◆ **AIM A**
Reproduce the post about the boy's eating habits from "My DS is 10" to "it without thinking.", swapping "cutlery" for "utensils".
◆ **AIM B**
Carry on the post about the boy's eating habits, starting after its last sentence.

◆ **SOURCE PASSAGE**
────────

My DS is 10 now and still rarely uses cutlery. We always provide it and sometimes he starts to use it, but much prefers his fingers. The only foods he will eat with a fork (luckily!) are spaghetti bolognese, roast potatoes in gravy and sausages. Sometimes I just have to not look, as mashed potatoes eaten with fingers can be pretty revolting to look at! :sick: I don't make a fuss, just a gentle reminder which sometimes works. Again I think its a sensory thing, he likes the feel of certain foods, and does it without thinking.

 

He does try and use cutlery if we are out, and I sort of made an agreement that if he made the effort outside the home then I wouldn't nag him so much at home. He knows it's the right thing to do really but as there are so many pressures on him outside the home I do indulge him on this issue. We can't often sit down round the table as a family either as his range of foods is limited and my DH doesn't get home till 7ish, so DS tends to get his dinner on his own. I know it doesn't help but that's the way it goes.

 

As Kathryn said, some civilisations, (and even ours, historically, what about Henry VIII?) eat with their fingers. I just figure that, as I know he can use them, and there isn't a physical problem, social pressures will eventually guide him in the right direction. He is doing so well at the moment and I know he works really hard to do the "right" thing where it matters (school, outside of home, visiting etc) that I let him relax as much as possible at home and chill out.

────────

◆ **PROVIDED MATERIAL**
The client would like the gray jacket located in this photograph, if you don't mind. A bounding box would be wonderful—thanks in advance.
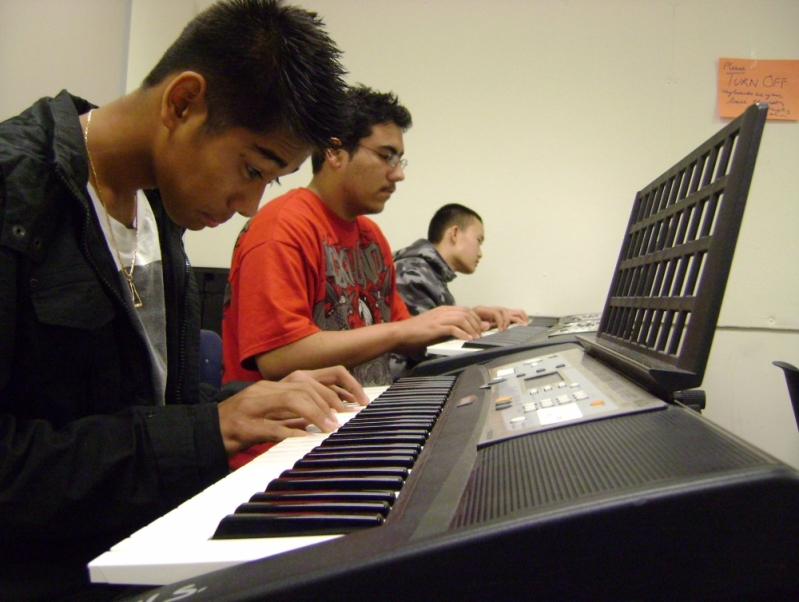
[394,238,456,316]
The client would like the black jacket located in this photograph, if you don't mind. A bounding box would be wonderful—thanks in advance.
[0,92,228,599]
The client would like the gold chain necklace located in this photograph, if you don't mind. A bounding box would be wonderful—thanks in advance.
[83,109,143,308]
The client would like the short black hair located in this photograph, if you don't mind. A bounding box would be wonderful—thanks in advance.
[142,0,346,148]
[427,203,483,244]
[311,84,413,173]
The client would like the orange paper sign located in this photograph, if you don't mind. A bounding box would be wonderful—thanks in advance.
[718,59,799,121]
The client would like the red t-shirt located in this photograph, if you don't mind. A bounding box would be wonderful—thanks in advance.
[222,188,410,386]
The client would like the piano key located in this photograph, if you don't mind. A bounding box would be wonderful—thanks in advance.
[250,489,397,505]
[266,477,405,491]
[308,443,422,456]
[322,433,427,447]
[280,466,409,479]
[294,455,416,468]
[214,512,385,539]
[234,500,391,516]
[89,377,456,585]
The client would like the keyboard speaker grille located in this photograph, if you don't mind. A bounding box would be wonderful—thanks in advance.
[452,408,776,527]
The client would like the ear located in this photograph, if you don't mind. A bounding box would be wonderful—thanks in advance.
[161,71,208,130]
[325,138,347,169]
[447,225,461,245]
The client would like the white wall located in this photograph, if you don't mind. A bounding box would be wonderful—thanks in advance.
[0,0,131,119]
[0,0,799,466]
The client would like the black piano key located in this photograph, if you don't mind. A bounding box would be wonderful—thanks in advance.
[308,443,422,455]
[214,376,457,538]
[322,433,427,447]
[353,408,441,420]
[336,425,430,437]
[235,501,391,516]
[280,466,409,479]
[213,512,385,539]
[250,490,397,505]
[294,455,416,468]
[266,477,405,491]
[344,416,436,430]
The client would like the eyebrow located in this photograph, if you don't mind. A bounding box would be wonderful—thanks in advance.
[380,144,405,157]
[251,144,288,169]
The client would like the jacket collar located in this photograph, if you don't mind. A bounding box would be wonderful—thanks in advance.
[0,91,92,260]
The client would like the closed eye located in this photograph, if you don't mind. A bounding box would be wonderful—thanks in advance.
[247,165,264,180]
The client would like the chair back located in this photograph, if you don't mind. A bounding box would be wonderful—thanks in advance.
[200,330,222,389]
[772,362,799,427]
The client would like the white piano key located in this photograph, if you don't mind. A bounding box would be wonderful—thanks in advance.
[89,387,388,585]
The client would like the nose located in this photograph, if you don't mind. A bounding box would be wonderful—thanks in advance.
[388,163,405,182]
[230,187,265,217]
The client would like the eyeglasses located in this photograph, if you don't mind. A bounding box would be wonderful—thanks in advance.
[358,144,408,169]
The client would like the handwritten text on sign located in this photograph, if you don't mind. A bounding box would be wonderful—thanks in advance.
[718,58,799,121]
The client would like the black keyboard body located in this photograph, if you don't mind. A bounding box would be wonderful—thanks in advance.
[130,345,799,602]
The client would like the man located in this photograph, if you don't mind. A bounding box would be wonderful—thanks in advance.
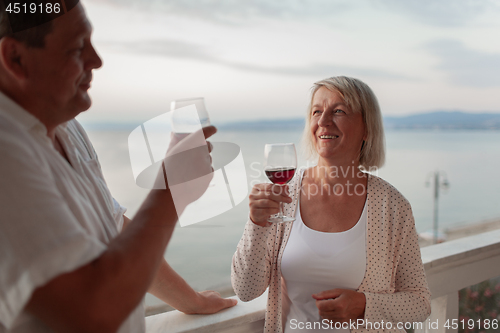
[0,0,236,333]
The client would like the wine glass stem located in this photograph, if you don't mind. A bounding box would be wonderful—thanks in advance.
[278,202,283,219]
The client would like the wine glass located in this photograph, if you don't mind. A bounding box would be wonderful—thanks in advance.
[264,143,297,222]
[170,97,210,137]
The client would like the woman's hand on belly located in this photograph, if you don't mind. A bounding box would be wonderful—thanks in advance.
[312,289,366,322]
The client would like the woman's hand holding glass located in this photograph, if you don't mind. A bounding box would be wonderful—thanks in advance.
[312,288,366,322]
[249,183,292,227]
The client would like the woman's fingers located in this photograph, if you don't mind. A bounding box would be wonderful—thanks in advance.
[249,184,292,225]
[313,289,366,322]
[249,184,292,203]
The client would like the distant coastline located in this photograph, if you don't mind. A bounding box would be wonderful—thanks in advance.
[83,111,500,132]
[219,111,500,131]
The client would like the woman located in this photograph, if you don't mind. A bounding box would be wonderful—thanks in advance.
[231,77,430,333]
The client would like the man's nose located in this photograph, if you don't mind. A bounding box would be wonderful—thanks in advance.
[86,43,102,70]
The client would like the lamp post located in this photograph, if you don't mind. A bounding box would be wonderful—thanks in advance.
[426,170,450,244]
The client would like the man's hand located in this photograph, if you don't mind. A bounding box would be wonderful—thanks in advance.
[185,290,238,314]
[149,260,237,314]
[312,289,366,322]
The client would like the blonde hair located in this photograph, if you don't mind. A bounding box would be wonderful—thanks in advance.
[302,76,385,170]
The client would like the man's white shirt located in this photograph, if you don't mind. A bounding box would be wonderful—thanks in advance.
[0,92,145,333]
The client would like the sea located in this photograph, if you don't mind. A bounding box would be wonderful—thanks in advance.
[87,127,500,306]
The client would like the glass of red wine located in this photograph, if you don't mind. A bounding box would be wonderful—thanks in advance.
[264,143,297,222]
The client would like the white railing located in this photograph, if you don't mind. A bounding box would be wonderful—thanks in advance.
[146,230,500,333]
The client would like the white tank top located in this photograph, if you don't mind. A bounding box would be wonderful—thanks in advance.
[281,170,367,333]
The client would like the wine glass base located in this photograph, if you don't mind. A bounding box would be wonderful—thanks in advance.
[267,216,295,223]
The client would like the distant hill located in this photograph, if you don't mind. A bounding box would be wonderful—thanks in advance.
[218,111,500,131]
[384,111,500,130]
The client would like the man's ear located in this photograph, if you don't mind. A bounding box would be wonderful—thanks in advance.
[0,37,28,80]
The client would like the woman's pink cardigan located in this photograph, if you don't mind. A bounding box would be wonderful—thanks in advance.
[231,172,431,333]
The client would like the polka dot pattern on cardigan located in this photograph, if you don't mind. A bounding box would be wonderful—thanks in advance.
[231,172,431,333]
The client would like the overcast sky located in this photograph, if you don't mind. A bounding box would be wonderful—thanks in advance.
[77,0,500,124]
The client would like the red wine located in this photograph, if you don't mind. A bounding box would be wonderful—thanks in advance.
[266,168,295,185]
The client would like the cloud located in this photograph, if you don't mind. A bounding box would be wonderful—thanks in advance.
[100,39,412,80]
[87,0,500,27]
[375,0,500,27]
[88,0,356,24]
[425,39,500,87]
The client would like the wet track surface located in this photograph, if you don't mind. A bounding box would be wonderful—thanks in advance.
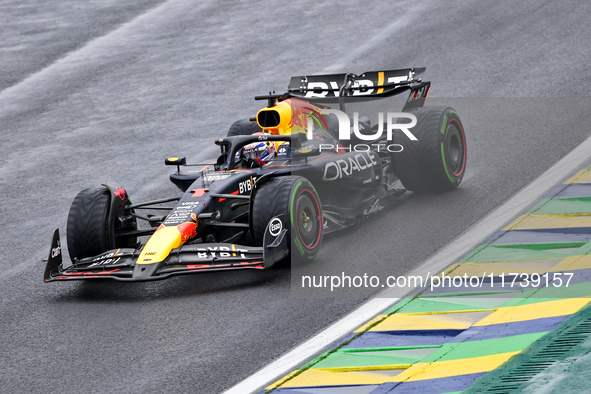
[0,0,591,393]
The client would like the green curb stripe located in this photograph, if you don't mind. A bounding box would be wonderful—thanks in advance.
[502,283,591,307]
[463,305,591,393]
[462,242,585,263]
[421,332,546,363]
[400,295,504,313]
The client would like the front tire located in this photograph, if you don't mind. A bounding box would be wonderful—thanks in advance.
[252,176,323,263]
[392,107,466,192]
[66,186,137,263]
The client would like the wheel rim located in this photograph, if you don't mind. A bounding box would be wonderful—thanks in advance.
[296,190,320,249]
[445,120,466,177]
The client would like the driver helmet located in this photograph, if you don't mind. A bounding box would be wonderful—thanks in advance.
[242,133,277,165]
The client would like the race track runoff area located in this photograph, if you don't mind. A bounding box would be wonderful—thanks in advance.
[262,162,591,394]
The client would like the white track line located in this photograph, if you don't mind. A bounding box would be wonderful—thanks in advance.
[224,137,591,394]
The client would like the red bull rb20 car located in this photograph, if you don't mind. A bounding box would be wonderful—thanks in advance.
[44,69,466,282]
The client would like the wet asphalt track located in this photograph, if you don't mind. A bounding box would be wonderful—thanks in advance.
[0,0,591,393]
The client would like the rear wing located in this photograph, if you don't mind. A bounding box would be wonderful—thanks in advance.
[287,67,431,107]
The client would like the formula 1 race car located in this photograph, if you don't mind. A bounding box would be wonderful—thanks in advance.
[45,68,466,282]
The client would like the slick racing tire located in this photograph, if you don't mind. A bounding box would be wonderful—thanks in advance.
[228,119,263,137]
[392,107,466,192]
[66,186,137,263]
[252,176,323,263]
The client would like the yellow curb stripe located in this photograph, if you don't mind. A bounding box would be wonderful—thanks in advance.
[474,298,590,327]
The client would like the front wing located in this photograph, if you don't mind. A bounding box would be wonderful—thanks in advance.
[44,217,289,282]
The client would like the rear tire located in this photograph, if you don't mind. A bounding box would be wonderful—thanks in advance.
[66,186,137,263]
[252,176,323,263]
[392,107,466,192]
[228,119,263,137]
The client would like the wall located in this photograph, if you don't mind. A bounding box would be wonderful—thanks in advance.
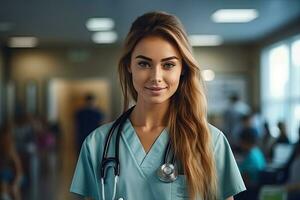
[0,49,4,124]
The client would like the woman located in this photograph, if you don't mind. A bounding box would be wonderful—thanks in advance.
[0,122,22,200]
[71,12,245,200]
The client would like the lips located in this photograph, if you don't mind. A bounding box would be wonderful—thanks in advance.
[146,87,166,91]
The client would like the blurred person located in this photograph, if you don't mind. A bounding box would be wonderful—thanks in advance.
[70,12,245,200]
[286,143,300,200]
[239,127,266,187]
[0,122,23,200]
[275,121,290,144]
[271,121,291,161]
[75,93,105,152]
[260,121,276,161]
[251,106,265,139]
[223,93,251,144]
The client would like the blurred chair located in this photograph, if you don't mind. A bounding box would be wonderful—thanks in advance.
[259,185,287,200]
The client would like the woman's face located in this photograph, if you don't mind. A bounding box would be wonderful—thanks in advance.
[129,36,182,104]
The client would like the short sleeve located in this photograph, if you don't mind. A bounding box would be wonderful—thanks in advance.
[214,131,246,199]
[70,140,98,199]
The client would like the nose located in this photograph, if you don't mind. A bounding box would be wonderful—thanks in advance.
[150,65,163,83]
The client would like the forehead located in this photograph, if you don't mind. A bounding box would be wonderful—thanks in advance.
[132,36,181,59]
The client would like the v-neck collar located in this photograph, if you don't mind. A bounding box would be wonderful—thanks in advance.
[122,118,169,168]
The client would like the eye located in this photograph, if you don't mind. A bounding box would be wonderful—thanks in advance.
[138,61,150,68]
[164,63,175,69]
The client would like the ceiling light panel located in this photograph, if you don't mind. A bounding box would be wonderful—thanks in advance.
[211,9,258,23]
[189,35,223,46]
[8,37,38,48]
[86,18,115,31]
[92,31,118,44]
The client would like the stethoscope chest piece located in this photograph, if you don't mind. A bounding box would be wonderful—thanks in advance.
[157,163,178,183]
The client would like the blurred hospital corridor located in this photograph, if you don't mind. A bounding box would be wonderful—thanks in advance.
[0,0,300,200]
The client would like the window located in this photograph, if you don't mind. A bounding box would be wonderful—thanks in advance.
[261,37,300,142]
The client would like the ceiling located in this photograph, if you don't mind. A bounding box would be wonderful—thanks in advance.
[0,0,300,45]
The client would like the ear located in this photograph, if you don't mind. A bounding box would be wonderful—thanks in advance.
[127,66,132,74]
[180,68,185,76]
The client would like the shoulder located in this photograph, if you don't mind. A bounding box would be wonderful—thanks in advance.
[208,124,227,147]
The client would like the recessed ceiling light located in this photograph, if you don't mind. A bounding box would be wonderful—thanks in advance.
[211,9,258,23]
[92,31,118,44]
[0,22,13,32]
[201,69,215,81]
[8,37,38,48]
[85,18,115,31]
[189,35,223,46]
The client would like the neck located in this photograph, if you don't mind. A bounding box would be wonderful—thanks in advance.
[130,102,169,129]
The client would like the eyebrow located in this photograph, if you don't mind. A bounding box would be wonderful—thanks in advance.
[135,55,179,62]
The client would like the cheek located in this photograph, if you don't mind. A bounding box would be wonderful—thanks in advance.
[132,72,145,91]
[168,74,180,88]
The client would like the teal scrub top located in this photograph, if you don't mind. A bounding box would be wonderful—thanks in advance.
[70,119,246,200]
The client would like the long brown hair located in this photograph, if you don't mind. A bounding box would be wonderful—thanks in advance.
[118,12,217,200]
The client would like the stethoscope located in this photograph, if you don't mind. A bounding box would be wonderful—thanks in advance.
[100,106,178,200]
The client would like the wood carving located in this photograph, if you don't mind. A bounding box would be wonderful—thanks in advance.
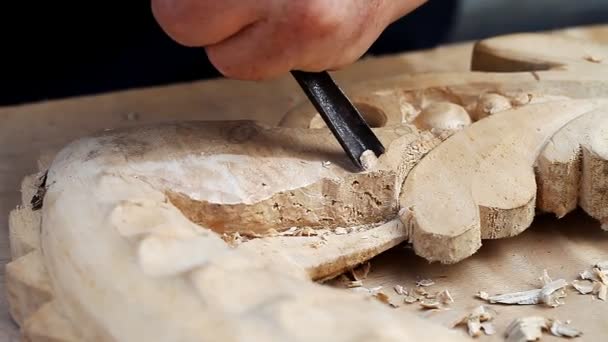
[7,30,608,341]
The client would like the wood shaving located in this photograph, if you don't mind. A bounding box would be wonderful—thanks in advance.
[222,232,247,247]
[359,150,378,171]
[346,280,363,289]
[579,270,595,280]
[593,283,608,301]
[505,316,547,342]
[481,322,496,336]
[310,239,327,249]
[374,292,399,308]
[505,316,583,342]
[593,267,608,285]
[334,227,348,235]
[572,280,594,294]
[476,291,490,300]
[420,300,443,310]
[403,295,418,304]
[595,260,608,271]
[486,278,568,307]
[394,285,408,296]
[548,320,583,338]
[584,55,603,63]
[350,262,372,280]
[437,290,454,304]
[416,279,435,287]
[539,270,553,286]
[452,305,496,337]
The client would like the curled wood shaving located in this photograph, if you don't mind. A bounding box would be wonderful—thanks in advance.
[480,274,568,307]
[437,290,454,305]
[481,322,496,336]
[593,282,608,301]
[334,227,348,235]
[548,320,583,338]
[394,285,408,296]
[476,291,490,300]
[420,300,443,310]
[595,260,608,271]
[572,280,594,294]
[374,292,399,308]
[351,262,372,280]
[350,286,382,296]
[505,316,547,342]
[416,279,435,287]
[540,270,553,286]
[584,55,603,63]
[403,295,418,304]
[506,316,583,342]
[452,305,496,337]
[572,261,608,301]
[346,280,363,289]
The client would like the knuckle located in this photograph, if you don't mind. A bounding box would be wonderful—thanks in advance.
[151,0,197,46]
[292,0,343,36]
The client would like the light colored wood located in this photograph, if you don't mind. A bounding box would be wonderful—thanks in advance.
[3,23,608,336]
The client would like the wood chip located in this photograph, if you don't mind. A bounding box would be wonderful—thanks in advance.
[548,320,583,338]
[505,316,547,342]
[452,305,496,337]
[597,283,608,301]
[572,280,594,294]
[481,322,496,336]
[334,227,348,235]
[540,270,553,286]
[346,280,363,289]
[416,279,435,287]
[506,316,583,342]
[487,279,568,307]
[394,285,407,296]
[579,270,595,280]
[403,295,418,304]
[584,55,603,63]
[477,291,490,300]
[351,262,372,280]
[595,260,608,271]
[437,290,454,304]
[420,300,442,310]
[593,267,608,285]
[374,292,399,308]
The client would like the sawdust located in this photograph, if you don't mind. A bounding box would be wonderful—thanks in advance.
[359,150,378,171]
[452,305,496,337]
[350,262,372,280]
[416,279,435,287]
[393,285,408,296]
[505,316,583,342]
[479,271,568,307]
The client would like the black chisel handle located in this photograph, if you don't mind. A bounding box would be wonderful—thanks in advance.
[291,71,384,170]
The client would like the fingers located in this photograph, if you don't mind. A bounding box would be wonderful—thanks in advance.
[206,0,390,80]
[152,0,426,80]
[152,0,268,46]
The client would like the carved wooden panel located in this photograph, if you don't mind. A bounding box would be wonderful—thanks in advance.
[7,30,608,341]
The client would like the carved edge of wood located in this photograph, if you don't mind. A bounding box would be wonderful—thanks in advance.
[7,30,608,341]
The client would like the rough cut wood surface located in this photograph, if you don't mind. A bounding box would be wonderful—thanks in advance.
[0,23,604,339]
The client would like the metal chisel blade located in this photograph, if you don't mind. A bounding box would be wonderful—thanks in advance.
[291,71,384,170]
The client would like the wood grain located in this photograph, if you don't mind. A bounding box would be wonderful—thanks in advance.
[0,24,608,341]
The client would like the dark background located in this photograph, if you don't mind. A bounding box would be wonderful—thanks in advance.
[0,0,608,105]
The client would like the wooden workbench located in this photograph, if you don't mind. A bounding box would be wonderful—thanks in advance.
[0,27,608,341]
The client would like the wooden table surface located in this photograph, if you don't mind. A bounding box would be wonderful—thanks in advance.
[0,26,608,341]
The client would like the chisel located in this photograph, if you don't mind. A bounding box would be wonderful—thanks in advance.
[291,71,384,170]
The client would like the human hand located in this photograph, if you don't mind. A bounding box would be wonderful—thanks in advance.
[152,0,427,80]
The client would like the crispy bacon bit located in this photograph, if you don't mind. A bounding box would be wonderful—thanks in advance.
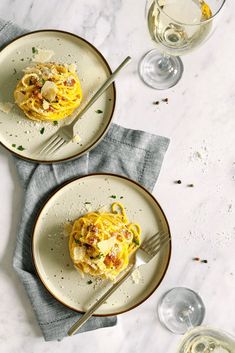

────────

◆ **WRITTEN ANSWER A**
My DS is 10 now and still rarely uses utensils. We always provide it and sometimes he starts to use it, but much prefers his fingers. The only foods he will eat with a fork (luckily!) are spaghetti bolognese, roast potatoes in gravy and sausages. Sometimes I just have to not look, as mashed potatoes eaten with fingers can be pretty revolting to look at! :sick: I don't make a fuss, just a gentle reminder which sometimes works. Again I think its a sensory thing, he likes the feel of certain foods, and does it without thinking.

◆ **WRITTEN ANSWER B**
 

but I thnk once those patterns are established etc then not expecting kids to live up to their potential is a step in the wrong direction.

 

I don't think it is a case of not expecting him to live up to his potential. It's just that sometimes living up to other peoples expectations of him takes a lot of control and effort and goes against his real nature. He needs to be able to drop that "facade" and chill sometimes otherwise he gets too stressed. Some things are not automatic to DS, even if he is capable he has to consciously think what to do in certain situations. I don't think conforming to "normal people's" expectations will ever come naturally to him, however much he "learns" the rules. I obviously encourage him to reach his potential in things that will facilitate a better future for him, such as academically, but he has enough social pressures to contend with so I am happy to relax on the cutlery issue for now.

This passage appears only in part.